• PROBLEM TO WORK ON
Render the rows below as a Markdown table with the columns Number and Line, one row per line, skipping blank lines and leaving out the pictures.

• DATA TO PROCESS
--- START ---
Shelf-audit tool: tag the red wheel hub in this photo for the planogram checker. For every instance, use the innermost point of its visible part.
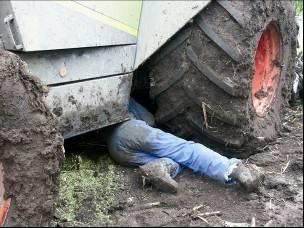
(4, 204)
(267, 70)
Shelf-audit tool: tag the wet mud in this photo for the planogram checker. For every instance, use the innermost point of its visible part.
(279, 201)
(31, 149)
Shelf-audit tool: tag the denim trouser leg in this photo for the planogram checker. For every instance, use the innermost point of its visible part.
(136, 143)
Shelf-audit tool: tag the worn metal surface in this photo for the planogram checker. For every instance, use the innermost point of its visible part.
(60, 66)
(125, 11)
(48, 25)
(86, 106)
(159, 21)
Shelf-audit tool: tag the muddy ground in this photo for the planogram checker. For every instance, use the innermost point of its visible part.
(97, 192)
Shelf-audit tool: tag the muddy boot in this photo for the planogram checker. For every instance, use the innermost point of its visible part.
(158, 173)
(249, 176)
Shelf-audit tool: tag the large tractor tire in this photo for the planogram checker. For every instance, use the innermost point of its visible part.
(31, 149)
(226, 76)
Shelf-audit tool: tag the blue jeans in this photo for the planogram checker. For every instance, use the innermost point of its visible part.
(135, 143)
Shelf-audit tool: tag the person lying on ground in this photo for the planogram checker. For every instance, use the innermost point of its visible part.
(161, 156)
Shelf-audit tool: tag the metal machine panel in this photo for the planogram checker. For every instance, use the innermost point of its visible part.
(60, 66)
(159, 21)
(48, 25)
(86, 106)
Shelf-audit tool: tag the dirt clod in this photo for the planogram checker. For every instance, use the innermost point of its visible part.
(31, 148)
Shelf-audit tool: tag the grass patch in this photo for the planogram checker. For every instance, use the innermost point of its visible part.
(88, 189)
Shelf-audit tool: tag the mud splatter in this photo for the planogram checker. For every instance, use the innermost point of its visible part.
(31, 148)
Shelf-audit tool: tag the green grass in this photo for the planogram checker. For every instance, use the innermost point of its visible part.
(88, 189)
(299, 7)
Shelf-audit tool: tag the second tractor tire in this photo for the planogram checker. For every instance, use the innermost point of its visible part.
(202, 79)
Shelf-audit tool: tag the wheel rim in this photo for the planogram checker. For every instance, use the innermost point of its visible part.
(4, 204)
(267, 70)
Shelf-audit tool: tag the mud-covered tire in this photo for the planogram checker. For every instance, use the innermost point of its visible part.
(31, 151)
(209, 65)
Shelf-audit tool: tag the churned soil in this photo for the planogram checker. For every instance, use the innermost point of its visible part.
(31, 149)
(279, 201)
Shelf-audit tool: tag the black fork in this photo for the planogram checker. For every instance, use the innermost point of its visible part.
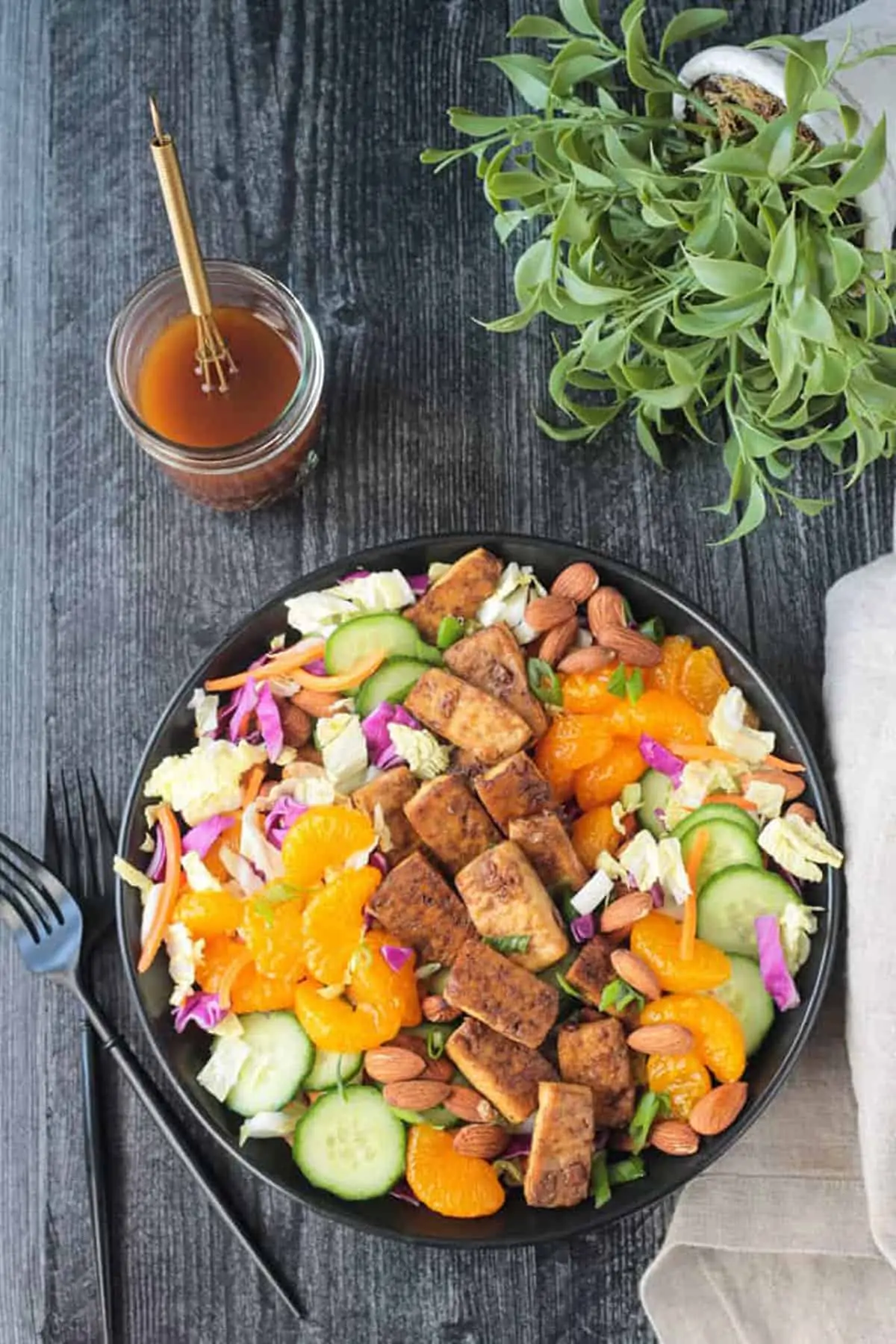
(49, 930)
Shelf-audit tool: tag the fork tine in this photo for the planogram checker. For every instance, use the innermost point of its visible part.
(28, 889)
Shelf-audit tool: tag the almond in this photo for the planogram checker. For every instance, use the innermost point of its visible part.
(440, 1070)
(629, 645)
(393, 1065)
(675, 1137)
(623, 912)
(718, 1109)
(543, 613)
(586, 660)
(791, 784)
(662, 1038)
(637, 972)
(606, 606)
(576, 582)
(435, 1008)
(485, 1142)
(470, 1105)
(558, 641)
(415, 1095)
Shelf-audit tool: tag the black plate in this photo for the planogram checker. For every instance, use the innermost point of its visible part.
(516, 1225)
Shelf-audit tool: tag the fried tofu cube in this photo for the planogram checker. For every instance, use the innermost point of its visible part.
(467, 717)
(390, 792)
(505, 895)
(507, 1073)
(514, 788)
(449, 821)
(559, 1169)
(595, 1054)
(420, 909)
(505, 998)
(494, 662)
(461, 591)
(550, 851)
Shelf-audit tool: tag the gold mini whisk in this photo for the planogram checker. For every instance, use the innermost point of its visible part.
(211, 347)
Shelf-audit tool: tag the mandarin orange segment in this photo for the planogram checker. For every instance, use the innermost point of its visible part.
(336, 1024)
(667, 675)
(334, 922)
(657, 940)
(448, 1182)
(324, 838)
(605, 780)
(273, 929)
(719, 1039)
(594, 833)
(208, 913)
(703, 679)
(682, 1077)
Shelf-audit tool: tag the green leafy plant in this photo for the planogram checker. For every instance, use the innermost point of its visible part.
(696, 267)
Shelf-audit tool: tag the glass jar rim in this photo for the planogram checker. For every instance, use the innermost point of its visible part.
(304, 398)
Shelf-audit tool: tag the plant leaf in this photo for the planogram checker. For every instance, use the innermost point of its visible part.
(692, 23)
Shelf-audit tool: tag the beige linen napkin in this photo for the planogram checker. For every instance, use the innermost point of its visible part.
(791, 1236)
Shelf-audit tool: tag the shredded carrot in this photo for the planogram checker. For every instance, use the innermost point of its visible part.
(169, 890)
(230, 974)
(346, 680)
(788, 766)
(284, 665)
(734, 799)
(254, 781)
(689, 927)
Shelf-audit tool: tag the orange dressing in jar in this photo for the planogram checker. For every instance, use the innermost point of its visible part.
(171, 398)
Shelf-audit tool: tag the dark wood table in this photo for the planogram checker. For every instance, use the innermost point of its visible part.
(300, 127)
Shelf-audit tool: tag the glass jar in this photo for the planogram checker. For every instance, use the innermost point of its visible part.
(258, 470)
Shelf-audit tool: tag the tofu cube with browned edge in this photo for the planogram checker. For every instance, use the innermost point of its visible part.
(514, 788)
(504, 1071)
(450, 821)
(461, 591)
(390, 793)
(505, 998)
(505, 897)
(548, 848)
(420, 909)
(595, 1054)
(559, 1169)
(467, 717)
(494, 662)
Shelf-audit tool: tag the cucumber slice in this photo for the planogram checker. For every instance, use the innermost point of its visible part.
(748, 1001)
(331, 1068)
(656, 789)
(363, 635)
(729, 846)
(351, 1144)
(716, 812)
(280, 1055)
(391, 682)
(729, 903)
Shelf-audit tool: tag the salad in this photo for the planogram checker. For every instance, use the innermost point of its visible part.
(474, 885)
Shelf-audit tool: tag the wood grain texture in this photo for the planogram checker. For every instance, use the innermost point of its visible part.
(299, 127)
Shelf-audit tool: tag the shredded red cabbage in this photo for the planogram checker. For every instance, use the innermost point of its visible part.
(662, 759)
(395, 957)
(269, 722)
(202, 1008)
(281, 818)
(773, 964)
(156, 868)
(202, 838)
(582, 927)
(375, 727)
(243, 707)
--- END ---
• RESULT
| Number | Line |
|---|---|
| 1 | Shelf-audit tool: tag the red wheel hub in this photo for the planogram checker. For every instance, use the innermost point of its visible part. |
| 2 | (4, 204) |
| 3 | (267, 70) |
| 4 | Shelf-audit tool: tag the wet mud in this photo for the planogram checker. For every instance, use the innermost point of its visible part. |
| 5 | (279, 201) |
| 6 | (31, 149) |
| 7 | Shelf-audit tool: tag the denim trouser leg in this photo for the planogram checker. For every instance, use the innermost point of its visible part. |
| 8 | (136, 143) |
| 9 | Shelf-audit tool: tag the worn metal surface in this photo for the planogram checker. For every instance, use the innermost point of its visible part. |
| 10 | (60, 66) |
| 11 | (125, 11) |
| 12 | (48, 25) |
| 13 | (86, 106) |
| 14 | (159, 21) |
| 15 | Shelf-audit tool: tag the muddy ground in this photo for the planogram checker. For every instance, use the innermost point of its visible part. |
| 16 | (97, 192) |
| 17 | Shelf-audit tool: tag the muddy boot in this photo for the planogram checker. For every instance, use the innermost point of its visible part. |
| 18 | (158, 173) |
| 19 | (249, 176) |
| 20 | Shelf-audit tool: tag the large tractor tire in this photo for the planogram checker. For every instance, use the innermost point of its visible part. |
| 21 | (31, 149) |
| 22 | (226, 76) |
| 23 | Shelf-audit tool: tag the blue jeans in this photo for the planogram checker. For every instance, use the innermost point of its visible part. |
| 24 | (135, 143) |
| 25 | Shelf-audit tool: tag the person lying on ground in this photo for the planogram checker. For every instance, use the innermost point of its visible part. |
| 26 | (161, 156) |
| 27 | Shelf-audit tool: tag the metal machine panel in this photo for the planogram checker. For every instance, use the innermost point of its visible part. |
| 28 | (60, 66) |
| 29 | (159, 21) |
| 30 | (48, 25) |
| 31 | (86, 106) |
| 32 | Shelf-audit tool: tag the dirt clod in this photo for the planogram checker. For every instance, use the innermost point of its visible part. |
| 33 | (31, 148) |
| 34 | Shelf-audit tool: tag the grass patch in this photo for the planogram checker. For every instance, use the innermost point of its visible part. |
| 35 | (88, 189) |
| 36 | Shelf-audit tool: tag the mud splatter in this photo for the planogram checker. For every instance, use the innermost point of its visible part. |
| 37 | (31, 148) |
| 38 | Shelf-audit tool: tag the green grass in this photo for the planogram checker. For every instance, use the innermost point of its visible part. |
| 39 | (88, 189) |
| 40 | (299, 7) |
| 41 | Shelf-audit tool: tag the second tractor tire in this photo for the planogram checker. For every instance, use the innermost point of its visible part. |
| 42 | (202, 79) |
| 43 | Shelf-audit tool: tag the wheel rim in this photo for the planogram checker. For every instance, use the innermost point of its visible part. |
| 44 | (4, 204) |
| 45 | (267, 70) |
| 46 | Shelf-audit tool: tag the mud-covered tire in this photo for the planogram checker. For every instance, use the innermost point of its visible part. |
| 47 | (31, 151) |
| 48 | (209, 65) |
| 49 | Shelf-audit tool: tag the churned soil in this photo for the planogram checker. For every instance, use the innermost point of its visible part. |
| 50 | (31, 149) |
| 51 | (279, 201) |
| 52 | Shelf-audit tool: tag the black fork in this photo for the planogram checker. For every instance, use the innermost point of its visible part. |
| 53 | (49, 930) |
| 54 | Shelf-audit tool: tag the fork tine in this photo for the planogram checker. For every instance, use the innermost point of its visible part. |
| 55 | (28, 889) |
| 56 | Shelf-audit tool: tag the almond in this photo for the planogram checker. For every instance, use the innermost point of its visible part. |
| 57 | (440, 1070) |
| 58 | (629, 645) |
| 59 | (393, 1065) |
| 60 | (675, 1137) |
| 61 | (623, 912) |
| 62 | (718, 1109) |
| 63 | (543, 613) |
| 64 | (586, 660) |
| 65 | (791, 784) |
| 66 | (662, 1038) |
| 67 | (637, 972) |
| 68 | (606, 606) |
| 69 | (576, 582) |
| 70 | (435, 1008) |
| 71 | (485, 1142) |
| 72 | (470, 1105) |
| 73 | (558, 641) |
| 74 | (415, 1095) |
| 75 | Shelf-audit tool: tag the black plate in this photo for the planogram checker. For every instance, use the innermost point of its visible part. |
| 76 | (516, 1225) |
| 77 | Shelf-audit tool: tag the fried tofu cube in this photo for the planogram checker. For every instance, use the innermost point of its visible part. |
| 78 | (467, 717) |
| 79 | (390, 792) |
| 80 | (505, 895) |
| 81 | (507, 1073) |
| 82 | (514, 788) |
| 83 | (449, 821) |
| 84 | (559, 1169) |
| 85 | (595, 1054) |
| 86 | (420, 909) |
| 87 | (505, 998) |
| 88 | (494, 662) |
| 89 | (461, 591) |
| 90 | (550, 851) |
| 91 | Shelf-audit tool: tag the gold mini whisk in this photo for the planogram checker. For every instance, use the innermost point of its visible part. |
| 92 | (211, 347) |
| 93 | Shelf-audit tool: tag the mandarin orange segment in this photo for the planogram checker. For every instance, use the innermost point of its visible part. |
| 94 | (336, 1024) |
| 95 | (667, 675) |
| 96 | (334, 922) |
| 97 | (657, 940) |
| 98 | (448, 1182) |
| 99 | (324, 838) |
| 100 | (605, 780) |
| 101 | (273, 929) |
| 102 | (719, 1039) |
| 103 | (594, 833) |
| 104 | (208, 913) |
| 105 | (703, 679) |
| 106 | (682, 1077) |
| 107 | Shelf-audit tool: tag the green leafy plant in this photo for the planogram checker. For every instance, use the innermost point of its visible part. |
| 108 | (696, 267) |
| 109 | Shelf-audit tool: tag the glass jar rim in this photo for the planogram checker. For every instance, use the innermost point of its visible part. |
| 110 | (304, 398) |
| 111 | Shelf-audit tool: tag the plant leaf in this photo for the planogram checker. For every instance, use the innermost point of its visible part. |
| 112 | (692, 23) |
| 113 | Shelf-audit tool: tag the beige linen napkin in this photo for the planogram checker. For every instance, use the innermost point of its visible part. |
| 114 | (791, 1236) |
| 115 | Shelf-audit tool: tag the shredded carrot in this photo for the planogram checker. For every instance, use the innermost point of its visible part. |
| 116 | (169, 890) |
| 117 | (230, 974) |
| 118 | (346, 680) |
| 119 | (788, 766) |
| 120 | (284, 665) |
| 121 | (734, 799) |
| 122 | (254, 781) |
| 123 | (689, 927) |
| 124 | Shelf-audit tool: tag the orange dressing in jar in this photo for the planogram checker. For every instance, use the innermost point of its visible part. |
| 125 | (171, 398) |
| 126 | Shelf-audit tool: tag the dark wood table in this photo for the planogram checker. For every instance, use the innermost point of its visible part. |
| 127 | (300, 127) |
| 128 | Shelf-audit tool: tag the glass jar in this photo for the planogram checker. For every instance, use the innermost point of its visible part. |
| 129 | (258, 470) |
| 130 | Shelf-audit tool: tag the tofu cube with browned edge in this photo for the planogram checker. For every instance, use the innermost point of its visible part. |
| 131 | (514, 788) |
| 132 | (504, 1071) |
| 133 | (450, 821) |
| 134 | (461, 591) |
| 135 | (390, 793) |
| 136 | (505, 998) |
| 137 | (505, 897) |
| 138 | (548, 848) |
| 139 | (420, 909) |
| 140 | (595, 1054) |
| 141 | (559, 1169) |
| 142 | (467, 717) |
| 143 | (494, 662) |
| 144 | Shelf-audit tool: tag the cucumber slice in this photo for the planogram checker. For every instance, use the innermost point of its visible part. |
| 145 | (748, 1001) |
| 146 | (331, 1068) |
| 147 | (656, 789) |
| 148 | (363, 635) |
| 149 | (729, 846) |
| 150 | (351, 1144) |
| 151 | (716, 812) |
| 152 | (280, 1055) |
| 153 | (391, 682) |
| 154 | (729, 903) |
| 155 | Shelf-audit tool: tag the salad in this photo for the planogram checker. For every instance, use the innermost point of its visible part. |
| 156 | (474, 885) |
| 157 | Shelf-audit tool: tag the wood grain texture in this photo for the planogram checker. For every instance, use the innermost point of its visible part. |
| 158 | (299, 127) |
| 159 | Shelf-audit tool: tag the shredded red cabbage in this photo for the planogram checker. For every instance, use the innermost point of its visible part. |
| 160 | (662, 759) |
| 161 | (395, 957) |
| 162 | (269, 722) |
| 163 | (202, 1008) |
| 164 | (281, 818) |
| 165 | (773, 964) |
| 166 | (156, 868) |
| 167 | (202, 838) |
| 168 | (582, 927) |
| 169 | (375, 727) |
| 170 | (243, 707) |